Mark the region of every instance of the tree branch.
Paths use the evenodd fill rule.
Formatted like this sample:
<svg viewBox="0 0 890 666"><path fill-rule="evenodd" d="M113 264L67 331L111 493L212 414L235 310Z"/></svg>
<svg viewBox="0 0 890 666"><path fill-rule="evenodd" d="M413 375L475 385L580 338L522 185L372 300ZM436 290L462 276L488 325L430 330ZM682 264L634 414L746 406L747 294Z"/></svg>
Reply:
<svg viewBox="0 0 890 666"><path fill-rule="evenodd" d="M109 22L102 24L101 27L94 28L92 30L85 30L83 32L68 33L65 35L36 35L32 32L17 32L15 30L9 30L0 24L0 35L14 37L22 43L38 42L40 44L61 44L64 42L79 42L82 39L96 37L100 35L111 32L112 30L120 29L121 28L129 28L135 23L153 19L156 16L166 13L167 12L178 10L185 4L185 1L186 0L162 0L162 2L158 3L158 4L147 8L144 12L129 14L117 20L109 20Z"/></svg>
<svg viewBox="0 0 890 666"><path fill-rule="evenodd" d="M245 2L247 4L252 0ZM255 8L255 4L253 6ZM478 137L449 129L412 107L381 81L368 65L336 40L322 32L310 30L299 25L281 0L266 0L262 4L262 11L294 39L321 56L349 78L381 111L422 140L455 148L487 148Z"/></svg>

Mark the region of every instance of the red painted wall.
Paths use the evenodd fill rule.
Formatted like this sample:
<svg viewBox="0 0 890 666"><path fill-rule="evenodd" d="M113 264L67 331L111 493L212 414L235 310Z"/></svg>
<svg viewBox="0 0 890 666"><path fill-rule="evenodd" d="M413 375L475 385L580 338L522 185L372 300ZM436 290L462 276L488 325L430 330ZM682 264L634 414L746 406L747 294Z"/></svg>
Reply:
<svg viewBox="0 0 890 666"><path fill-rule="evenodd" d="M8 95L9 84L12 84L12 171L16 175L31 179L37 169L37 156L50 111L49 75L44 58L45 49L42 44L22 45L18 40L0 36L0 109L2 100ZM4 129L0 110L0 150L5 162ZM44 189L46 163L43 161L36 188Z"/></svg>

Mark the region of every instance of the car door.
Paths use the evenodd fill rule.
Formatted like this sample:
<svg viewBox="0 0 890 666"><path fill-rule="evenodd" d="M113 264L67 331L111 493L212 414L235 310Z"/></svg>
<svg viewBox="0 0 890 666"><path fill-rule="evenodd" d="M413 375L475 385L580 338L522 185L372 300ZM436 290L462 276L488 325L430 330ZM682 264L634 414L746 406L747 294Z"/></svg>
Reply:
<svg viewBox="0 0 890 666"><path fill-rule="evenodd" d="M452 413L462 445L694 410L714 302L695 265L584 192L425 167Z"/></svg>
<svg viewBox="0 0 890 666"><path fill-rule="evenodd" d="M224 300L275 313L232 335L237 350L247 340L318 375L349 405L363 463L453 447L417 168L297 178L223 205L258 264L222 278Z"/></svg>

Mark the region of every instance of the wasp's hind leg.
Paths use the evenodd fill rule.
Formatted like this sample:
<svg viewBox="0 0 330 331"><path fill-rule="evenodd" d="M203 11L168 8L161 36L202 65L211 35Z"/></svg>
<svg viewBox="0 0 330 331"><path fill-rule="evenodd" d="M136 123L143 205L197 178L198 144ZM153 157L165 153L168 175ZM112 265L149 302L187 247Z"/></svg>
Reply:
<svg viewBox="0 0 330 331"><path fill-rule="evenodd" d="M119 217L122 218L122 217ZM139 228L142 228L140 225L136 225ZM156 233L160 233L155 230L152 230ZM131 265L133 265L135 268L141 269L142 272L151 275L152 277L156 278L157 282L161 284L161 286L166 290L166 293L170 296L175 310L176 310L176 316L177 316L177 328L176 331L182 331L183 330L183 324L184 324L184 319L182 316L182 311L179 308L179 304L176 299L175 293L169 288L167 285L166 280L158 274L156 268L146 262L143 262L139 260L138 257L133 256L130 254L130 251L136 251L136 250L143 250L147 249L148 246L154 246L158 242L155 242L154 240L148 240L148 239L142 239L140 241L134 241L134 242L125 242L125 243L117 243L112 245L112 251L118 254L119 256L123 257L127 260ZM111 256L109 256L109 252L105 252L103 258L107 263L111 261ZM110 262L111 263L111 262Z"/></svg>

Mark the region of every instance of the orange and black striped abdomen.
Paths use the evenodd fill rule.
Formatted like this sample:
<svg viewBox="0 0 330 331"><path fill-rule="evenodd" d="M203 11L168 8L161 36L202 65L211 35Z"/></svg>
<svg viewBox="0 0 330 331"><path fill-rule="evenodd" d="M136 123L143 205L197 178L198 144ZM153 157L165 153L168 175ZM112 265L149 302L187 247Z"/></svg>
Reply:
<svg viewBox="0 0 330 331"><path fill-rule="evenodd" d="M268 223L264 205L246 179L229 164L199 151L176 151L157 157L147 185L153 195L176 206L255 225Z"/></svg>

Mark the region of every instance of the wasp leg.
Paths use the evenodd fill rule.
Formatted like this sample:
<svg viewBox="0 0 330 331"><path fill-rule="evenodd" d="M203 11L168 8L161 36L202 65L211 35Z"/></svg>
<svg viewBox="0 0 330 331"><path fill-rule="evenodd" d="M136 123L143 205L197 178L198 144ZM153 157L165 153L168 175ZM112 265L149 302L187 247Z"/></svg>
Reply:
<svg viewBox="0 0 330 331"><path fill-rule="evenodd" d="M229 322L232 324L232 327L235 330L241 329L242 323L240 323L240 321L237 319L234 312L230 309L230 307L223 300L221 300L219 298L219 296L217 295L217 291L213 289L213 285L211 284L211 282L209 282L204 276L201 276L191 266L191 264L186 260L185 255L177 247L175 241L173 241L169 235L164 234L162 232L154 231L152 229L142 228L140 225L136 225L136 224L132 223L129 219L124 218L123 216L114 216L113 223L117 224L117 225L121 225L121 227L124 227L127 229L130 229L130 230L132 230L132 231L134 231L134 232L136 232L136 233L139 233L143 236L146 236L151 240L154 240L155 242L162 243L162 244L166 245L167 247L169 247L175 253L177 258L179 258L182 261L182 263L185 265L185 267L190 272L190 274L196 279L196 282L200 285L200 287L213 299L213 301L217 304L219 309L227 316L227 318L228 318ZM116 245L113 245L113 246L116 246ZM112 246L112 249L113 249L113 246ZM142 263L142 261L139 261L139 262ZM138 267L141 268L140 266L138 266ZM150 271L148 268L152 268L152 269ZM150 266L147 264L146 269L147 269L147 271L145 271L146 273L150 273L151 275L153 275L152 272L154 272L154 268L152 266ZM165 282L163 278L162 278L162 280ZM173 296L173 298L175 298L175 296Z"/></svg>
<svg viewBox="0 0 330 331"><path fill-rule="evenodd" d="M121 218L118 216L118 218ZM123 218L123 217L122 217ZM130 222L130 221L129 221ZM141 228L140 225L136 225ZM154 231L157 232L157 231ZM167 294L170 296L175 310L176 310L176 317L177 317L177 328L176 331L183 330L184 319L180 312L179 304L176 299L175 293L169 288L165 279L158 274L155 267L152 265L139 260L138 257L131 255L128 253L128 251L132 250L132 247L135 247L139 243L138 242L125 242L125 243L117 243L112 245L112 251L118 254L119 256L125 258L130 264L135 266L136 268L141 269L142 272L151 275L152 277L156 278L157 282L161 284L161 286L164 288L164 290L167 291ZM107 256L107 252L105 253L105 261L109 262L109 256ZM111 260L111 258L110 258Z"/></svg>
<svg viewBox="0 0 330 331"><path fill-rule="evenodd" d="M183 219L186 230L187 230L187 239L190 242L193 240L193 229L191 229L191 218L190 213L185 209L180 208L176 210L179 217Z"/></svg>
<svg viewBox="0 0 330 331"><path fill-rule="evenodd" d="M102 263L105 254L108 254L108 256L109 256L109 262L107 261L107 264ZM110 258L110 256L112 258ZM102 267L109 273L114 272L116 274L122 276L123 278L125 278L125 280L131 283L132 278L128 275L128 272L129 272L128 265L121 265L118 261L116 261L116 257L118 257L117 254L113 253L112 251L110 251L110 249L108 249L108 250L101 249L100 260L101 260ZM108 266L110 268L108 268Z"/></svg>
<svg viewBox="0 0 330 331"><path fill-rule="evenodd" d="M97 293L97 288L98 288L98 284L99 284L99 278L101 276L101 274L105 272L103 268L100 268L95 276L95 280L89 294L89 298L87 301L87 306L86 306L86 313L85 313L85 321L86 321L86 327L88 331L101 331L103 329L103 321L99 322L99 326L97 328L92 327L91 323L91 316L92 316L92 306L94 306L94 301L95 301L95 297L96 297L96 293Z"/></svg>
------------------------------------------------
> _WORK TO BE COMPLETED_
Give the lines from the one holding "Mark the region of every instance of the wasp's" through the one holding "223L264 205L246 179L229", both included, as a JSON list of strings with one string per line and blank lines left out.

> _ANSWER FOR THE TASK_
[
  "Mark the region of every instance of the wasp's hind leg.",
  "Paths use the evenodd fill rule.",
  "Formatted like this sample:",
  "<svg viewBox=\"0 0 330 331\"><path fill-rule=\"evenodd\" d=\"M203 11L168 8L161 36L202 65L211 35Z\"/></svg>",
  "<svg viewBox=\"0 0 330 331\"><path fill-rule=\"evenodd\" d=\"M136 123L143 205L197 178L198 144ZM153 157L165 153L168 175ZM112 265L149 302L187 247Z\"/></svg>",
  "Reply:",
  "<svg viewBox=\"0 0 330 331\"><path fill-rule=\"evenodd\" d=\"M119 217L122 218L122 217ZM139 228L142 228L140 225L136 225ZM156 233L160 233L155 230L152 230ZM131 265L133 265L135 268L141 269L142 272L151 275L152 277L156 278L157 282L161 284L161 286L166 290L166 293L170 296L175 310L176 310L176 316L177 316L177 328L176 331L182 331L183 330L183 324L184 324L184 319L182 316L182 311L179 308L179 304L176 299L175 293L169 288L167 285L166 280L158 274L156 268L146 262L143 262L139 260L138 257L133 256L130 254L130 251L136 251L136 250L143 250L147 249L148 246L154 246L158 242L155 242L154 240L148 240L148 239L142 239L140 241L134 241L134 242L125 242L125 243L117 243L112 245L112 251L118 254L119 256L123 257L127 260ZM111 256L109 256L109 252L105 252L103 258L107 263L111 261ZM110 262L111 263L111 262Z\"/></svg>",
  "Mark the region of every instance of the orange and black striped abdomen.",
  "Paths use the evenodd fill rule.",
  "Formatted like this sample:",
  "<svg viewBox=\"0 0 330 331\"><path fill-rule=\"evenodd\" d=\"M203 11L168 8L161 36L202 65L211 35Z\"/></svg>",
  "<svg viewBox=\"0 0 330 331\"><path fill-rule=\"evenodd\" d=\"M136 123L143 205L197 178L198 144ZM153 157L165 153L168 175ZM112 265L149 302L187 247Z\"/></svg>",
  "Reply:",
  "<svg viewBox=\"0 0 330 331\"><path fill-rule=\"evenodd\" d=\"M268 223L264 205L246 179L229 164L199 151L176 151L157 157L147 185L153 195L176 206L255 225Z\"/></svg>"
]